-- Start of Page extract --

Sunday, December 20, 2009

Deal reached in Copenhagen climate talks


Edward Felker and Matthew Mosk
THE WASHINGTON TIMES

President Obama announced Friday that he had agreed to a "first step" climate change deal with China, India, Brazil and South Africa at the United Nations conference in Copenhagen - an accord long on promise and short on accomplishment.The agreement is not binding on the U.S. or any of the other top emitters of heat-trapping gases. Mr. Obama acknowledged that commitments pledged by the U.S. and the other countries do not guarantee that climate change will be reduced enough to prevent serious adverse consequences to the environment.

"We know that progress did not come easily and that this progress is not enough," he told reporters. "We've come a long way but we have much further to go."

Mr. Obama also signaled that any effort to write a binding treaty, which was the original purpose of the summit, will be postponed for now. "I think it's going to be very hard and it's going to take some time," he said. Yet Mr. Obama called the agreement "meaningful and unprecedented," because it included promises by China and other major developing nations to slow the growth of their greenhouse gas emissions.

"What we've achieved in Copenhagen will not be the end, but the beginning, the beginning of a new era of international action," he said.

The president spoke with reporters after a whirlwind day in Copenhagen that included two sessions with Chinese leaders and an all-out effort to secure some sort of deal before he boarded Air Force One for a hurried flight home. The president and his advisers were aware that coming home empty-handed would be a significant political problem, especially because it would evoke memories of his last failed visit to Copenhagen, when he sought to secure the Olympic games for his home city of Chicago.

Some were ominously warning of a Copenhagen curse.

The most stubborn issue he faced was Chinese resistance to plans to verify that countries were living up to their commitments.

Ultimately, Mr. Obama said verification of the commitments would be subject to international consultation but not mandatory third-party review, which China had rejected as an infringement on its sovereignty.

The accord was expected to be considered by the full 193-nation conference either late Friday or Saturday. Mr. Obama said he expected the conference to embrace the agreement.

The agreement was reached only after talks that ran late into the evening Friday in the snowy Danish capital with the leaders of China, India, South Africa, Brazil and Ethiopia. They, along with other developing countries, had pressed industrial nations to do more to cut their own greenhouse gas emissions and send billions of dollars in climate aid to poor nations.

Mr. Obama dashed between meetings throughout the day, including two with Chinese Premier Wen Jiabao. He left Copenhagen for Washington before the deal could be presented because of the snowstorm forecast to hit the U.S. East Coast Friday night.

Mr. Obama and Mr. Wen, considered the key architects of any final agreement, began the day without making any new commitments in speeches to the conference.

"We are ready to get this done today but there has to be movement on all sides to recognize that it is better for us to act rather than talk," Mr. Obama later told reporters, insisting on a transparent way to monitor each nation's pledges to cut emissions.

Mr. Wen told delegates that China's voluntary targets of reducing its carbon intensity by 40 to 45 percent will require "tremendous efforts." The target refers to China's rate of emissions per unit of economic growth.

-- End of Page extract --

*Written request 1*:
In the Copenhagen climate talks article, swap "key architects" for "principal architects" and reproduce the passage that begins at the words "Mr. Obama and" and stops after "to the conference.".
*Written request 2*:
Carry on the Copenhagen climate talks article from the point at which it ends.
The records that follow come from a separate source, unrelated to the Copenhagen climate talks article.

-- Start of Data lines --

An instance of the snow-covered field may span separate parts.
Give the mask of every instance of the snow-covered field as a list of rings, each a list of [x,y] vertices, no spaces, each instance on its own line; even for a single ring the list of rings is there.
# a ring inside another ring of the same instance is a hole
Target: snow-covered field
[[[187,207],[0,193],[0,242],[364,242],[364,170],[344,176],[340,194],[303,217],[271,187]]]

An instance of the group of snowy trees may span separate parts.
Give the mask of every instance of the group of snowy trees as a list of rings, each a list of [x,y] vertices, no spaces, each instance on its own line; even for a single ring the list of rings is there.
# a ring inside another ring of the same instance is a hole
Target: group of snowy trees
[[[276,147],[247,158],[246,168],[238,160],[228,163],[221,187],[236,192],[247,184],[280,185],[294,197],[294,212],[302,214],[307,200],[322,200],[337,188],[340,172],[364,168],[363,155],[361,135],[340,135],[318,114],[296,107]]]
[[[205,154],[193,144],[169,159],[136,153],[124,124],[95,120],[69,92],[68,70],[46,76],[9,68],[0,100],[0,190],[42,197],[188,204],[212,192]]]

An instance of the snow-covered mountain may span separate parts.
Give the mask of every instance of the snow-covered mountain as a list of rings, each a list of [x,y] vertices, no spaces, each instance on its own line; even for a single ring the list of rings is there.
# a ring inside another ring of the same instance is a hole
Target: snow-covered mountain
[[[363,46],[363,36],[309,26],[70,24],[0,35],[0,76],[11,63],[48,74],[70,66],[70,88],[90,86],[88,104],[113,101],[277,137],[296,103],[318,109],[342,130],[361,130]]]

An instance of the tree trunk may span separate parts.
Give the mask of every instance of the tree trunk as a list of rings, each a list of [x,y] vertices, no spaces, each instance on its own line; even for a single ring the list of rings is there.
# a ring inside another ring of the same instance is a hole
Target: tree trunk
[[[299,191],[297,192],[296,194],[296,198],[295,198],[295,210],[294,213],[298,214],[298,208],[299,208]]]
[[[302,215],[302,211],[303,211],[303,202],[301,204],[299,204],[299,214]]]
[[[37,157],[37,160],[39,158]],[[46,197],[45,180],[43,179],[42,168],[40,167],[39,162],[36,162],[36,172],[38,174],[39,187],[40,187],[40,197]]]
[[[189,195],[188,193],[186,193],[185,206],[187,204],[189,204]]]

-- End of Data lines --

*Exercise answer 1*:
Mr. Obama and Mr. Wen, considered the principal architects of any final agreement, began the day without making any new commitments in speeches to the conference.

*Exercise answer 2*:
"We will honor our word with real action," Mr. Wen said.

For a time, the summit appeared on the verge of failing to meet already-modest goals for a purely rhetorical agreement because of impasses between rich and poor countries over greenhouse gas emissions cuts and verification methods.

Draft agreements circulated among negotiators dropped a 2010 deadline for completion of a binding treaty and also omitted a global greenhouse gas emissions reduction target of 50 percent by 2050, as had been urged by climate scientists.

As the president flew home Friday night, senior White House officials began describing some of the brinkmanship that took place in the final hours before the climate deal.

Speaking on the condition they not be named, senior officials told reporters during an Air Force One briefing that, even after 5 p.m., the president believed the deal could be in peril.

"I mean, look, I think it's safe to say at that point in the day, China had real - they were balking at transparency," the official said.

Mr. Obama, who had already met once with Mr. Wen, said to his aides, "I don't want to mess around with this anymore, I want to just talk with Premier Wen," the senior official quoted the president as saying.

The problem was, as the hour grew late, several key officials were headed to the airport. They thought the deal was out of reach, the official said.

"I think they thought the meeting was done. I think they thought there wasn't anything left to stay for, in all honesty," the official said.

After some intensive wrangling, the Chinese, Brazilians, Indians and South Africans all made their way back to the negotiating table.

When Mr. Obama showed up, he thought he was going to sit down with Mr. Wen, but found the leaders of all four countries in the room.

"The president walks in - and by the time I finally push through I hear the president say - there aren't any seats, right, I mean, I think if you've seen some of the pictures, there were basically no chairs," the senior official said. "And the president says, 'No, no, don't worry, I'm going to go sit by my friend [Brazilian President Luiz Inacio] Lula [da Silva],' and says, 'Hey, Lula.' Walks over, moves a chair, sits down next to Lula."

And it was at this meeting, the official said, that a deal was finally struck.

In the end, a nonbinding agreement along with a promise to try to firm things up later was the best the negotiators could do.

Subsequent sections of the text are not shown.